**Data rows:**
===

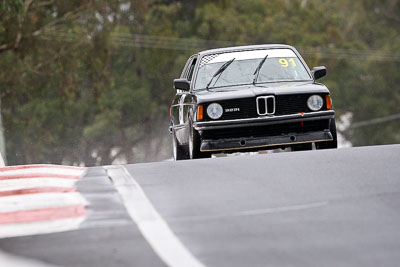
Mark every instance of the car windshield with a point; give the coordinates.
(280, 65)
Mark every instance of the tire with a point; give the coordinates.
(329, 144)
(180, 153)
(194, 145)
(302, 147)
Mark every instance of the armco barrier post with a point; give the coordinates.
(1, 161)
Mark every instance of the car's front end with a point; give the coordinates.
(277, 117)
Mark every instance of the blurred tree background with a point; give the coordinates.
(90, 82)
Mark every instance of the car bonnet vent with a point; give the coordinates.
(265, 105)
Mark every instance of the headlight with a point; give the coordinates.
(214, 111)
(315, 102)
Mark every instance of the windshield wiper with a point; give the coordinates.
(257, 71)
(219, 72)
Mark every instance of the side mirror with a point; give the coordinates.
(318, 72)
(182, 84)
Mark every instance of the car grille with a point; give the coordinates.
(284, 105)
(267, 130)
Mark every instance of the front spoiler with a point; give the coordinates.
(249, 143)
(261, 121)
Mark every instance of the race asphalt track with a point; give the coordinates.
(314, 208)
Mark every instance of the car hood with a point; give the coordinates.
(246, 91)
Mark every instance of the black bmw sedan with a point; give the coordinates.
(250, 98)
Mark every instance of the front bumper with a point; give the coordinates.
(252, 143)
(256, 133)
(261, 121)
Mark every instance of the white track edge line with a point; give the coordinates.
(154, 229)
(7, 259)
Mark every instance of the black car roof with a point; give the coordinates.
(246, 47)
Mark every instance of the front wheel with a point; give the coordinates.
(194, 145)
(329, 144)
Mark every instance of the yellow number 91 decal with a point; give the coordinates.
(285, 63)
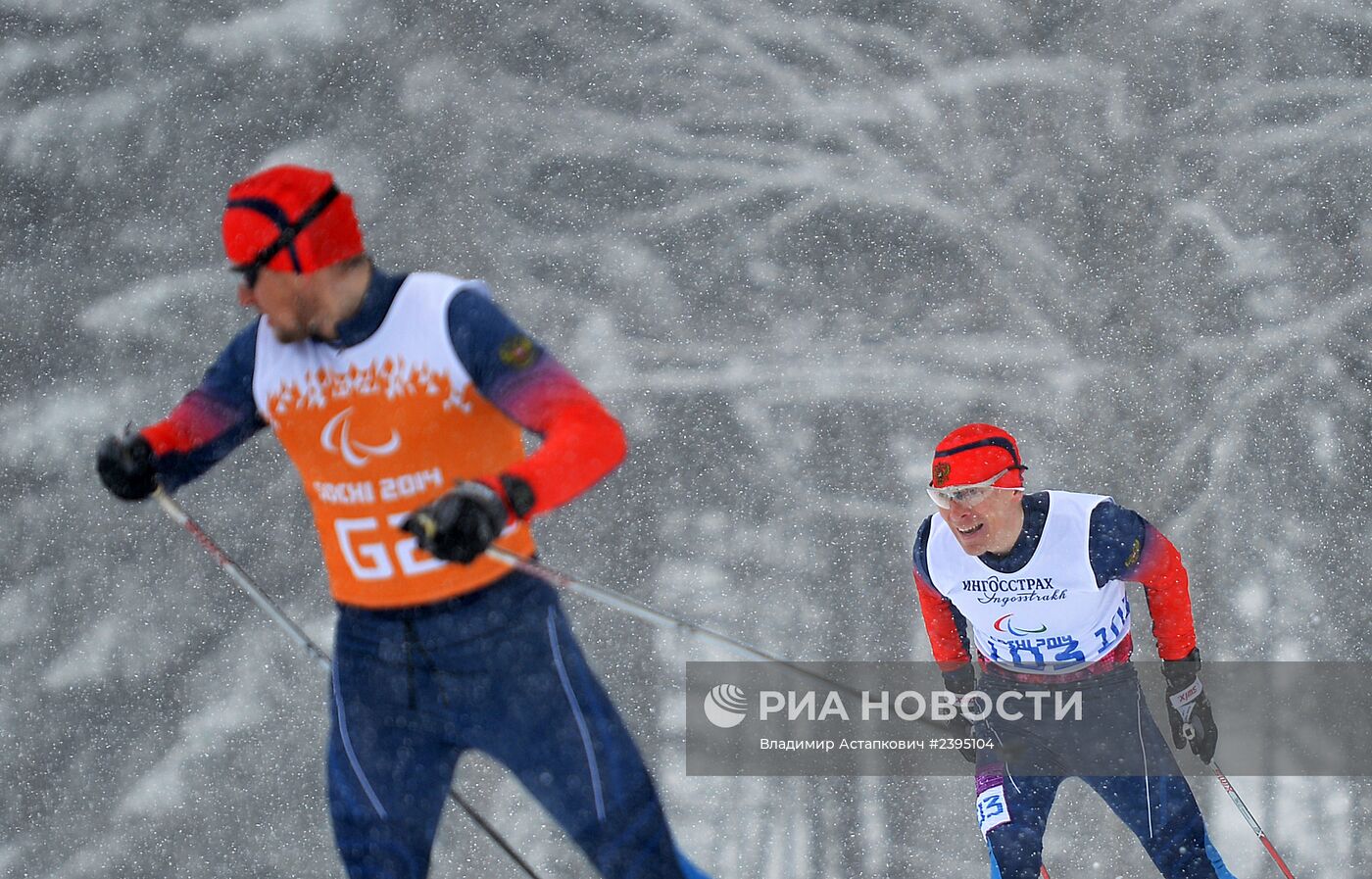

===

**Set problem:** Can you render every line of the rows above as a JSON list of strings, one string per line, with blank lines skipped? Leave the pictures out of your answer.

**Response:**
[
  "Mark every instance of the car windshield with a point; give the coordinates.",
  "(280, 65)",
  "Mark every instance of the tire with a point; give the coordinates.",
  "(329, 144)",
  "(180, 153)",
  "(194, 145)",
  "(302, 147)",
  "Mark every instance of the armco barrier post with a point; give the coordinates.",
  "(1, 161)",
  "Mark every instance of the car's front end with a point; give the coordinates.",
  "(277, 117)",
  "Mark every instance of the blurred tree background with a point; give the coordinates.",
  "(90, 82)",
  "Mark every instance of the car bonnet vent with a point; give the coordinates.",
  "(265, 105)",
  "Mark every instance of the headlight with a point; give the coordinates.",
  "(214, 111)",
  "(315, 102)",
  "Mark every instance of the windshield wiper with a point; give the coordinates.",
  "(257, 71)",
  "(219, 72)",
  "Mark every instance of the side mirror with a point; give the coordinates.",
  "(318, 72)",
  "(182, 84)",
  "Mark every instance of the car grille with a point; give the coordinates.",
  "(284, 105)",
  "(267, 130)",
  "Mark every instance of the front spoiler with a point; give the coordinates.",
  "(249, 143)",
  "(261, 121)",
  "Mark every instance of the race asphalt track with a point; give the coordinates.",
  "(314, 208)",
  "Mark every instance of the car hood with a point; give the coordinates.",
  "(246, 91)",
  "Mark every instance of the black bmw sedan with a point; give the coordinates.",
  "(250, 98)",
  "Mark every instance of the front bumper with a point; give the coordinates.",
  "(252, 143)",
  "(256, 133)",
  "(261, 121)",
  "Mark every instance of the white track edge line with a point; give the coordinates.",
  "(154, 229)",
  "(7, 259)",
  "Mark every instance of the black car roof with a point; give the coordinates.",
  "(246, 47)",
  "Mark every instance of the front wheel with a point; give the coordinates.",
  "(194, 145)",
  "(329, 144)",
  "Mark every instance of the yellow number 91 decal with a point; give the coordinates.",
  "(285, 63)"
]